Work task: Could you set down every record exactly as it appears?

Records from a data collection

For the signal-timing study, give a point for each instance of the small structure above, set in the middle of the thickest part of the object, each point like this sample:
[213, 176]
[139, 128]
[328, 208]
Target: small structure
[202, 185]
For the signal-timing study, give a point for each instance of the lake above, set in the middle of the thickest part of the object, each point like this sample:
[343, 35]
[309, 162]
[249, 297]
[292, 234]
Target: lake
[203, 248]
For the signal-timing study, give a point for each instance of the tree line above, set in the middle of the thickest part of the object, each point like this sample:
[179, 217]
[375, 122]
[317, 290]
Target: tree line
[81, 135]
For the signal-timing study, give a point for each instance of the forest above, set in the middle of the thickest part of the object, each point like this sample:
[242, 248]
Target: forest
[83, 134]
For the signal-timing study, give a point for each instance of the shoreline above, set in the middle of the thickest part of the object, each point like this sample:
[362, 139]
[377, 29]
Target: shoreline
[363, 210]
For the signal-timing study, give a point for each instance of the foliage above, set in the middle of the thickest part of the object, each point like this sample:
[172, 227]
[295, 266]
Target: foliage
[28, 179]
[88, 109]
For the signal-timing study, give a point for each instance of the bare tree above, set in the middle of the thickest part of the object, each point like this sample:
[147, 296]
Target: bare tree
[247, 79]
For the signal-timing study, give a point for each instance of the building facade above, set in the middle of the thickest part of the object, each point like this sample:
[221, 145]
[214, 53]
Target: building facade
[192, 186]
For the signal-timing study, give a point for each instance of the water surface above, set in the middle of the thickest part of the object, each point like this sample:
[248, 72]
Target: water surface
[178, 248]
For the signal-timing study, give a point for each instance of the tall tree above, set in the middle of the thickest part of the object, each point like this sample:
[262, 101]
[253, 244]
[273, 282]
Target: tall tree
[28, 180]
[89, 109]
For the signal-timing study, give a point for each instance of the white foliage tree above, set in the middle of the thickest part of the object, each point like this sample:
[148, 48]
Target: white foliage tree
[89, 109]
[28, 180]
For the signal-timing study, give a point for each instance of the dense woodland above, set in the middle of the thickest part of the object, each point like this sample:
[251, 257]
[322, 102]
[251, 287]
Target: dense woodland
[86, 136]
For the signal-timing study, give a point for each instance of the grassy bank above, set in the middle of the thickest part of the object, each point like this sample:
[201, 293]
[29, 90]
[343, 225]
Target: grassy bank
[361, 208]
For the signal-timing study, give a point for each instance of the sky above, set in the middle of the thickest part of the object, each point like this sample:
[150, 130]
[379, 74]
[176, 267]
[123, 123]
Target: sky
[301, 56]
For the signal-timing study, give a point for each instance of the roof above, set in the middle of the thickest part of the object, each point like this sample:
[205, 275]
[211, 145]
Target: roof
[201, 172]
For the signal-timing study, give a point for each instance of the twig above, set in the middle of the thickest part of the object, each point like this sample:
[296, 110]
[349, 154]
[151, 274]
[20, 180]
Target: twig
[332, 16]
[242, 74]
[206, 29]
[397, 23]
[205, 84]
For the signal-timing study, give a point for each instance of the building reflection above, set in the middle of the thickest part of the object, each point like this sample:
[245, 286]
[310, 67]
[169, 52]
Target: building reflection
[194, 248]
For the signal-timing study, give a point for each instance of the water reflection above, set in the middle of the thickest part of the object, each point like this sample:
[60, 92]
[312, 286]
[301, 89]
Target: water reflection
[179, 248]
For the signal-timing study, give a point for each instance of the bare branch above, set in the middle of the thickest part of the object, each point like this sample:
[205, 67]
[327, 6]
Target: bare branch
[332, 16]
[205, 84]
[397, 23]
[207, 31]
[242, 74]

Result of this task:
For the signal-timing study, give a point for each instance of the small structure above, set in the middle of the thickest part of the object, each point like this sample:
[213, 176]
[139, 128]
[328, 208]
Target: small structure
[202, 185]
For the signal-timing study, give a point for each instance of the lake above, set in the middle of the thickest part of the object, each point like this sample:
[343, 35]
[309, 162]
[249, 297]
[292, 234]
Target: lake
[203, 248]
For the signal-timing study, give a point for each instance of the tree line above, set in the middle of the thickest part of the object, each point like this sample:
[179, 217]
[375, 122]
[317, 290]
Target: tree line
[81, 135]
For the signal-timing study, give a point for each instance of the forest above, set in the middle of the thickest part of the object, each point like this sample:
[242, 248]
Target: forest
[83, 134]
For the signal-timing study, give a point for each instance of the shoreline above, set in the middle of the thickest part of the object, each point like this sample:
[362, 139]
[377, 29]
Target: shoreline
[363, 210]
For the signal-timing study, give a point for each instance of the foliage above, set in the middle of the thickest part of the object, each point like this sample:
[172, 227]
[295, 266]
Target: foliage
[28, 179]
[88, 109]
For the signal-timing study, give a point for each instance of the bare tree above, set in the middle of the thickest part of the object, each point like this sample:
[147, 296]
Target: bare tree
[247, 79]
For the signal-timing study, give a point for each instance of the building facade above, set in the middle of the thickest part of the object, each point like this sample:
[221, 145]
[214, 53]
Target: building facade
[192, 186]
For the signal-timing study, give a point for each instance of the water surface above, set in the middle of the thickest part of the object, each point like this sample:
[248, 72]
Target: water surface
[178, 248]
For the signal-timing study, give a point for each instance of the tall tree above, set in the middle of the thickest part of the object, each point like this sample:
[262, 101]
[253, 244]
[273, 282]
Target: tall tree
[28, 180]
[89, 109]
For the signal-timing study, give a point for each instance of the white foliage tree above, set in the middle of the thickest part of the object, each point like this sample:
[148, 48]
Target: white foliage tree
[89, 109]
[28, 180]
For the signal-timing study, give a point for each instance of the dense woodland above, set in the middle of the thickest part of the object, each point like this sample:
[251, 257]
[322, 102]
[251, 287]
Target: dense woodland
[86, 136]
For the signal-timing study, give a point for each instance of the grassy bank above, set in the middle of the thickest part of the object, each point like this sample:
[201, 293]
[29, 90]
[343, 225]
Target: grassy bank
[361, 208]
For the signal-timing study, give a point for each instance of the sky above, set in the middle of the thickest part of the object, each point like this sample:
[150, 130]
[379, 74]
[176, 267]
[123, 123]
Target: sky
[301, 56]
For the signal-timing study, give a point for each instance of the roof above, set in the middle of the thickest part of the object, each point like this sample:
[205, 275]
[211, 145]
Target: roof
[201, 172]
For the signal-timing study, give a point for each instance of the twig above, set in the middle of the thickest part of the object, each point like this sample:
[296, 110]
[349, 154]
[151, 274]
[20, 180]
Target: twig
[332, 16]
[242, 74]
[206, 29]
[397, 23]
[205, 84]
For the signal-timing study, give a point for each instance of the building reflection above, set in the middle of the thickest part of the object, each point like this sample:
[245, 286]
[310, 67]
[169, 52]
Target: building reflection
[194, 248]
For the signal-timing study, give a point for each instance of the water reflection above, set in the middle of the thickest part of the object, each point like this sample:
[60, 92]
[312, 286]
[301, 89]
Target: water reflection
[179, 248]
For the signal-timing study, give a point for each instance of the bare branch above, set in the middle of the thickest part of the object, each point like this sample:
[205, 67]
[327, 6]
Target: bare branch
[332, 16]
[205, 84]
[397, 23]
[207, 31]
[242, 74]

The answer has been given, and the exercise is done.